● **Document segment**:
────────────────────

November 5, 2014
New rules governing the Conservation Stewardship Program (CSP) were published by the U.S. Department of Agriculture’s Natural Resources Conservation Service (NRCS) on November 5, 2014.
The rules, which make changes to CSP required by the 2014 Farm Bill, were published just in the nick of time. The 2014 Farm Bill extended NRCS’ authority to administer CSP without publishing new rules for 270 days, at which time the agency’s authority to administer the program would expire. As you may recall from our post when the Farm Bill expired — expired agency authority leaves the farmers who depend on those programs in the lurch. Fortunately, the rules issued today – which are effective immediately – avoid this result. (Note: The authority for new enrollments in the Environmental Quality Incentives Program (EQIP) also expires November 4. USDA expects to have a interim final rule for EQIP in the Federal Register within a week or so, so the termination of authority will be very temporary.)
Although the CSP Interim Final Rule (IFR) is effective immediately, it also subject to a public comment period, during which time the public – including farmers who have participated or are interested in participating in the program, and the organizations that work with them – can provide comments on the agency’s interpretation of their new authority under the Farm Bill, and other programmatic issues. The comment period will close in 60 days on January 5. 2015, at which time the agency must consider all comments received before publishing a final rule.
Some Key Issues
NSAC is currently analyzing the rule and will provide more information in the coming weeks. However, a preliminary analysis reveals the following key issues:
Environmental Outcomes vs. Timing of Adoption of Practices: In the rule, NRCS continues to overemphasize the adoption of new conservation activities relative to the environmental benefits of managing, maintaining, and improving existing conservation activities and systems adopted by farmers prior to enrollment. The statute provides for both on an equal basis, but the rule and related tools NRCS uses to implement the program reject a focus on environmental outcomes in order to weight the program heavily toward new adoption, thus putting the best stewards of the land at a disadvantage.

────────────────────

● **Challenge 1**:
In the post on the new Conservation Stewardship Program rules, for how many days did the 2014 Farm Bill let NRCS administer CSP without publishing new rules?
● **Challenge 2**:
Reproduce the stretch of the post on the new Conservation Stewardship Program rules from "Some Key Issues" through "at a disadvantage.".
● **Challenge 3**:
Pick up the post on the new Conservation Stewardship Program rules after its final sentence and keep writing it.

────────────────────

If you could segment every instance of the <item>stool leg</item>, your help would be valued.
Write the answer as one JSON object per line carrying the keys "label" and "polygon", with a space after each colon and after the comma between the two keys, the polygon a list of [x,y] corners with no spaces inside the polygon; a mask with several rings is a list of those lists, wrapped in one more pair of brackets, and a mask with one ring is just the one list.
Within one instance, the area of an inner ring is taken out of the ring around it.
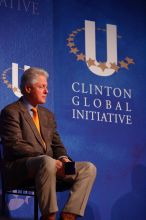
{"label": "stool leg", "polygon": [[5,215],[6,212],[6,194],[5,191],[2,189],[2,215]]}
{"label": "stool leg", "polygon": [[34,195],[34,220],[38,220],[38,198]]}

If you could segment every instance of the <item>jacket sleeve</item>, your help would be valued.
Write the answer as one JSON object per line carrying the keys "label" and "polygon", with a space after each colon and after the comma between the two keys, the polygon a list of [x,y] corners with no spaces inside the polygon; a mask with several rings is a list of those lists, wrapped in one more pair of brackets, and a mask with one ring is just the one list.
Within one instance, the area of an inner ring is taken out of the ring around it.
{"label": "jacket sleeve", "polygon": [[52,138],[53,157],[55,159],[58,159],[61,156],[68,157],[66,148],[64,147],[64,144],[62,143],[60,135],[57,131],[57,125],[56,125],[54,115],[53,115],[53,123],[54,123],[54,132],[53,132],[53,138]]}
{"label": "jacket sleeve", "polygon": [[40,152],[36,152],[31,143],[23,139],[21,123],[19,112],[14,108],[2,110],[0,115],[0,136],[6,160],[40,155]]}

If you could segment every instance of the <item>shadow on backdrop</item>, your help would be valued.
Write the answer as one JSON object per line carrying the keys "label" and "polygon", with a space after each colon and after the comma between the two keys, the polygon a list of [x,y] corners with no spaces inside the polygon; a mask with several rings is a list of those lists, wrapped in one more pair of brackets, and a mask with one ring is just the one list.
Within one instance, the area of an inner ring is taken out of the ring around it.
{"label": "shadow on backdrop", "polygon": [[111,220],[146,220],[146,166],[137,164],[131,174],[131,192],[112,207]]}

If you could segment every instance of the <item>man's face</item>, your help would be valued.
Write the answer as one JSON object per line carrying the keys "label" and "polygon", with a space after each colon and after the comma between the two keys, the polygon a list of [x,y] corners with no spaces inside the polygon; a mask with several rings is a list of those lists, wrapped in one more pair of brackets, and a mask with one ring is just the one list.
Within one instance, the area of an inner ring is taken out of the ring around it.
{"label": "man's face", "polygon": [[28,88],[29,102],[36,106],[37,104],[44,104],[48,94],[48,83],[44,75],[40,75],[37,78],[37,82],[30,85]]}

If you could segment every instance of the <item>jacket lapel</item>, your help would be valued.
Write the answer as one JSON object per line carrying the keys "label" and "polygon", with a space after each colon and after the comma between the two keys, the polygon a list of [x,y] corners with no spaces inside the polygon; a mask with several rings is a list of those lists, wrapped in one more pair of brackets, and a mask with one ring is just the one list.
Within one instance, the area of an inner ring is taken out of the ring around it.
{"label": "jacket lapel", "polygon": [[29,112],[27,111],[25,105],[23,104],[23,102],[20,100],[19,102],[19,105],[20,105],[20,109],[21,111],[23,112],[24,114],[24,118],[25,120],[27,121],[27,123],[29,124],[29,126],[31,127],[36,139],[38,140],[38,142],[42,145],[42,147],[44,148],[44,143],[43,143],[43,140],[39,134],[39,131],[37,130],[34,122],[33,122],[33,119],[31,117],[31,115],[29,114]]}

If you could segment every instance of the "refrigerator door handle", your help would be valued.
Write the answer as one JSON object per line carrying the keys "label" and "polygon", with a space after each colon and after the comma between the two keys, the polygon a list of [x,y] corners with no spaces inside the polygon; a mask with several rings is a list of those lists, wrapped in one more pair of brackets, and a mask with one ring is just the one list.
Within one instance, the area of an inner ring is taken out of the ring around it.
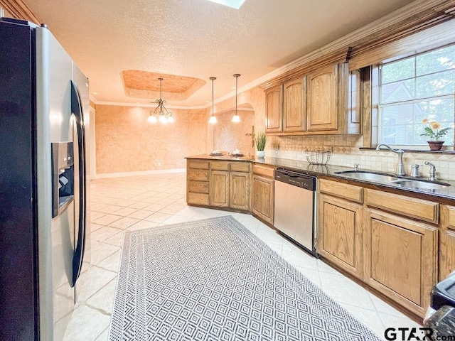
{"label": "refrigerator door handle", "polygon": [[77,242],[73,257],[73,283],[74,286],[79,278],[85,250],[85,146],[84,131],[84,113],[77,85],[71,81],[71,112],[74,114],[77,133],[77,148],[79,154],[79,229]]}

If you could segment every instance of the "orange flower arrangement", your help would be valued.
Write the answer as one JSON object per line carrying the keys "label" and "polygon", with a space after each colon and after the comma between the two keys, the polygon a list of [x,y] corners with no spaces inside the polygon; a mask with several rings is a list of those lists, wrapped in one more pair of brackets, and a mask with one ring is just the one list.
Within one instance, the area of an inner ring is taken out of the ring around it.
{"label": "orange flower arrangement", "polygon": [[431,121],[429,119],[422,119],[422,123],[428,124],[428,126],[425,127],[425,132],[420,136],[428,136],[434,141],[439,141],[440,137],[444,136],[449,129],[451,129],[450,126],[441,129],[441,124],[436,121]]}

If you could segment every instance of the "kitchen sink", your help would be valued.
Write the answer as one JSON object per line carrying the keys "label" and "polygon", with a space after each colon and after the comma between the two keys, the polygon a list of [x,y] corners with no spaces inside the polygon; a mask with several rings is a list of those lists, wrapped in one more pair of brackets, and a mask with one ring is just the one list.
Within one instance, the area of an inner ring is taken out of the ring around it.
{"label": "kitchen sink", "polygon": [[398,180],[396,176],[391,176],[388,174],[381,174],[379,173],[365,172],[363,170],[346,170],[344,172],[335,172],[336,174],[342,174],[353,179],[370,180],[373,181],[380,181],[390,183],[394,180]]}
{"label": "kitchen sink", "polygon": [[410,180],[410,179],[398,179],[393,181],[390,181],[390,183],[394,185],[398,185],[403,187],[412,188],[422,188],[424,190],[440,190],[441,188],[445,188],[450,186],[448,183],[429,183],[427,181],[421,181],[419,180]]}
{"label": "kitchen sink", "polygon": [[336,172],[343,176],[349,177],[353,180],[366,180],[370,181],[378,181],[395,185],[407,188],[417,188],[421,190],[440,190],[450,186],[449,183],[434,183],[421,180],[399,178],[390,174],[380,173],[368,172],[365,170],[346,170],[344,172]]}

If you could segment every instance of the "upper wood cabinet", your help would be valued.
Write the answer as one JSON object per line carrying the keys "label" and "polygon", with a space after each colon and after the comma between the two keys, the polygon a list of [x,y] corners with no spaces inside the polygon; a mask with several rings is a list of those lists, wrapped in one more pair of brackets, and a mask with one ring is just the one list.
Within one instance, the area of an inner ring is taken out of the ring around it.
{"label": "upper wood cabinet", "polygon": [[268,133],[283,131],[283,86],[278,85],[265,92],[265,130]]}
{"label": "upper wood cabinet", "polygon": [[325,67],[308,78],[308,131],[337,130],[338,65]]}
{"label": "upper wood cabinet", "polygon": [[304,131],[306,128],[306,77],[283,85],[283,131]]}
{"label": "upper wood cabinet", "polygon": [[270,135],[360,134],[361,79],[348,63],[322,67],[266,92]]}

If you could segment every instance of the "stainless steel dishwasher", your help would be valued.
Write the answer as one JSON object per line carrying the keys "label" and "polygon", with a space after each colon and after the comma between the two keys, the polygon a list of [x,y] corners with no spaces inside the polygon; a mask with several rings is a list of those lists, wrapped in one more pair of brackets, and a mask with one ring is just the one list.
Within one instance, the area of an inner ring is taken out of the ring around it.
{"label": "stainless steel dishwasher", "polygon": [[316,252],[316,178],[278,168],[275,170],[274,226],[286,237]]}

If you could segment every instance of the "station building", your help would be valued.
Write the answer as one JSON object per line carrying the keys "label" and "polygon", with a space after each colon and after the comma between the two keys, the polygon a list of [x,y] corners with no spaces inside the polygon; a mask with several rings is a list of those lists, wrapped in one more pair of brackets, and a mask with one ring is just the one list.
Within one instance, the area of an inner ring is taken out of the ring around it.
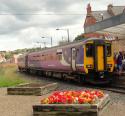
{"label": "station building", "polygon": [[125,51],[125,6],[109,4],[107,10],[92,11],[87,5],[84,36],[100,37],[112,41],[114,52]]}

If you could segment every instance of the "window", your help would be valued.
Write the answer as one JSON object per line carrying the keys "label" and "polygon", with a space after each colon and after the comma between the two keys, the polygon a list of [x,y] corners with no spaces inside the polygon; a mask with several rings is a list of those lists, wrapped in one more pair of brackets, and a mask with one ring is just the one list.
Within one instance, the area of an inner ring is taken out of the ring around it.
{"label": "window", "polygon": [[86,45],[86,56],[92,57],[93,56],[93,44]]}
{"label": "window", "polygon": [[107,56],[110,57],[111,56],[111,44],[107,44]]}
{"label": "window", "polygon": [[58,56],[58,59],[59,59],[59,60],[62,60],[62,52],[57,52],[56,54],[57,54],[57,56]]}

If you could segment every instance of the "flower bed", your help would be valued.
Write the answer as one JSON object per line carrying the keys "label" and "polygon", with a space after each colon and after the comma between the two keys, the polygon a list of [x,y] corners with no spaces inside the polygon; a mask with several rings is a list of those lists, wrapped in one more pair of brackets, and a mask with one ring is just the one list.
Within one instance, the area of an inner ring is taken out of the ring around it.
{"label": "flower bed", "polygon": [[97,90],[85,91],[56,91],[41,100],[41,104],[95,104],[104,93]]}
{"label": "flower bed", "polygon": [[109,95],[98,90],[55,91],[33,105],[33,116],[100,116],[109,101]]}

────────────────────

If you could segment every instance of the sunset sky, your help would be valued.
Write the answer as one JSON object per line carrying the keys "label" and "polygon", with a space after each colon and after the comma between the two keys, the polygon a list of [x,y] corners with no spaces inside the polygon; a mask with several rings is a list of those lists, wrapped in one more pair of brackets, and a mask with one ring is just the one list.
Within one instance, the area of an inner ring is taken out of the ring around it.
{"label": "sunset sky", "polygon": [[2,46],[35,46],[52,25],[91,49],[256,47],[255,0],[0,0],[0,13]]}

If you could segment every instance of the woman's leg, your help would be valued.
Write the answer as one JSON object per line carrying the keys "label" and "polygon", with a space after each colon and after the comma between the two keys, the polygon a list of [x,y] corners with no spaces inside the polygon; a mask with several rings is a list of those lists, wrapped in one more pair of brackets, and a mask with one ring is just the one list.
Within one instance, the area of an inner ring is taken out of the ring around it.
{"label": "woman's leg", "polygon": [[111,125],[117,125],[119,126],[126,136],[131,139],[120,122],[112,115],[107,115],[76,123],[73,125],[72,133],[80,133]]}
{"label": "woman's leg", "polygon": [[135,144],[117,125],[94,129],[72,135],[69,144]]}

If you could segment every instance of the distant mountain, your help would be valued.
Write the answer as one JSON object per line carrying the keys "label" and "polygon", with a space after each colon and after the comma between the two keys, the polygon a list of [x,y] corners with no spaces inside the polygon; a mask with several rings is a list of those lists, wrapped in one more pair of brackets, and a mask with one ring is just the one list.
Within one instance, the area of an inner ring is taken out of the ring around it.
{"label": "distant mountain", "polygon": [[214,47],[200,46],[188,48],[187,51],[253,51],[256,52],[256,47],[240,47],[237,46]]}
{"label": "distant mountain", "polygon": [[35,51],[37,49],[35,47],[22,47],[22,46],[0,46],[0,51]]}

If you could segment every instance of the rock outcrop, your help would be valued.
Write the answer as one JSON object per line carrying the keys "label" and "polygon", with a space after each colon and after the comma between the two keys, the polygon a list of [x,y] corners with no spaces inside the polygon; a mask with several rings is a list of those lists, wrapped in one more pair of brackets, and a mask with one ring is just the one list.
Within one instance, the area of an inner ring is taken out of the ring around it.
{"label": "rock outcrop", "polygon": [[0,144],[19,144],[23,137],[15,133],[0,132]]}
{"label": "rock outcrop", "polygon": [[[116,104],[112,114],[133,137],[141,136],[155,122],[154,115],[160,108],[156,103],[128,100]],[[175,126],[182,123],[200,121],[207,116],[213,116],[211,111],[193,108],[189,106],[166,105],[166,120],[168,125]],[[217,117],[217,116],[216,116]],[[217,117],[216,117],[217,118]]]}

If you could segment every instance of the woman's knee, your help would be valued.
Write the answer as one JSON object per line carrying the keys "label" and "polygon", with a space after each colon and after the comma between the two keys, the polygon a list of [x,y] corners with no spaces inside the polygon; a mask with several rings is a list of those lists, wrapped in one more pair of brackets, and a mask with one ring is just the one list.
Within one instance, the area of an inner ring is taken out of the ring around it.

────────────────────

● **Right answer 1**:
270 days.

● **Right answer 2**:
Some Key Issues
NSAC is currently analyzing the rule and will provide more information in the coming weeks. However, a preliminary analysis reveals the following key issues:
Environmental Outcomes vs. Timing of Adoption of Practices: In the rule, NRCS continues to overemphasize the adoption of new conservation activities relative to the environmental benefits of managing, maintaining, and improving existing conservation activities and systems adopted by farmers prior to enrollment. The statute provides for both on an equal basis, but the rule and related tools NRCS uses to implement the program reject a focus on environmental outcomes in order to weight the program heavily toward new adoption, thus putting the best stewards of the land at a disadvantage.

● **Right answer 3**:
Comprehensive Conservation: The rule makes a variety of clarifications that demonstrate the agency’s intent to ensure that CSP remains a comprehensive conservation program, as included in the new statutory language from the 2014 Farm Bill.
Conservation Measurement Tool: The rule follows the Farm Bill directive to remove reference to conservation measurement tools, while clarifying that NRCS retains the discretion to continue using the Conservation Measurement Tool (CMT) it created to operate the program. This is a good development, though the ultimate fate of the CMT remains ambiguous.
Comprehensive Conservation Planning: The rule does not provide information regarding NRCS’ thinking on creating a supplemental payment for comprehensive conservation plans, despite the Farm Bill language that clarified that NRCS can and should offer payments for such plans. We believe the planning payment will be added to the program starting in 2015, though we would have preferred it to be explained in the rule to provide the opportunity for public comment.
Resource-Conserving Crop Rotations: The rule makes the required legislative changes to allow supplemental payments for producers who improve, as well as adopt, resource-conserving crop rotations. This is a change that NSAC pushed for and we are pleased to see it reflected in the rule.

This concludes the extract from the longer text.